**Excerpt provided:**
......
Metropolitan statistical area

The Victoria Metropolitan Statistical Area, as defined by the United States Census Bureau, is an area consisting of three counties in the Coastal Bend region of Texas, anchored by the city of Victoria. The area is sometimes referred to as the Golden Crescent Region, though this term is sometimes used to refer to a larger area than just these 3 counties. As of the 2000 census, the MSA had a population of 111,663 (though a July 1, 2009 estimate placed the population at 115,396).

==Counties==
- Calhoun
- Goliad
- Victoria

==Communities==
- Incorporated places
  - Goliad
  - Point Comfort
  - Port Lavaca
  - Seadrift
  - Victoria (Principal City)
......
**Stated task 1:** Write out the stretch of the excerpt on the Victoria Metropolitan Statistical Area from "The Victoria Metropolitan" through "population at 115,396).".
**Stated task 2:** Using the excerpt on the Victoria Metropolitan Statistical Area, mark each statement yes or no and quote the words that decide it: (a) The area consists of four counties. (b) A July 1, 2009 estimate put the population at 115,396. (c) Port Lavaca is named as the principal city.
**Stated task 3:** Carry on the excerpt on the Victoria Metropolitan Statistical Area, starting right after its last line.

**Collected material:**
......
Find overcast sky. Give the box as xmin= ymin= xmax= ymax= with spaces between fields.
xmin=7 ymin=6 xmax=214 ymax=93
......
**Exercise answer 1:**
The Victoria Metropolitan Statistical Area, as defined by the United States Census Bureau, is an area consisting of three counties in the Coastal Bend region of Texas, anchored by the city of Victoria. The area is sometimes referred to as the Golden Crescent Region, though this term is sometimes used to refer to a larger area than just these 3 counties. As of the 2000 census, the MSA had a population of 111,663 (though a July 1, 2009 estimate placed the population at 115,396).

**Exercise answer 2:**
(a) No: "an area consisting of three counties"
(b) Yes: "a July 1, 2009 estimate placed the population at 115,396"
(c) No: "Victoria (Principal City)"

**Exercise answer 3:**
- Census-designated places
  - Bloomington
  - Inez
- Unincorporated places
  - Alamo Beach
  - Berclair
  - Dacosta
  - Fannin
  - Guadalupe
  - Indianola
  - Kamey
  - Long Mott
  - Magnolia Beach
  - McFaddin
  - Nursery
  - Placedo
  - Port O'Connor
  - Raisin
  - Telferner
  - Weesatche

==Demographics==
As of the census of 2000, there were 111,163 people, 40,157 households, and 29,741 families residing within the MSA. The racial makeup of the MSA was 75.44% White, 5.53% African American, 0.52% Native American, 1.20% Asian, 0.04% Pacific Islander, 15.05% from other races, and 2.21% from two or more races. Hispanic or Latino of any race were 39.27% of the population.

The median income for a household in the MSA was $36,261, and the median income for a family was $41,596. Males had a median income of $34,132 versus $20,344 for females. The per capita income for the MSA was $17,543.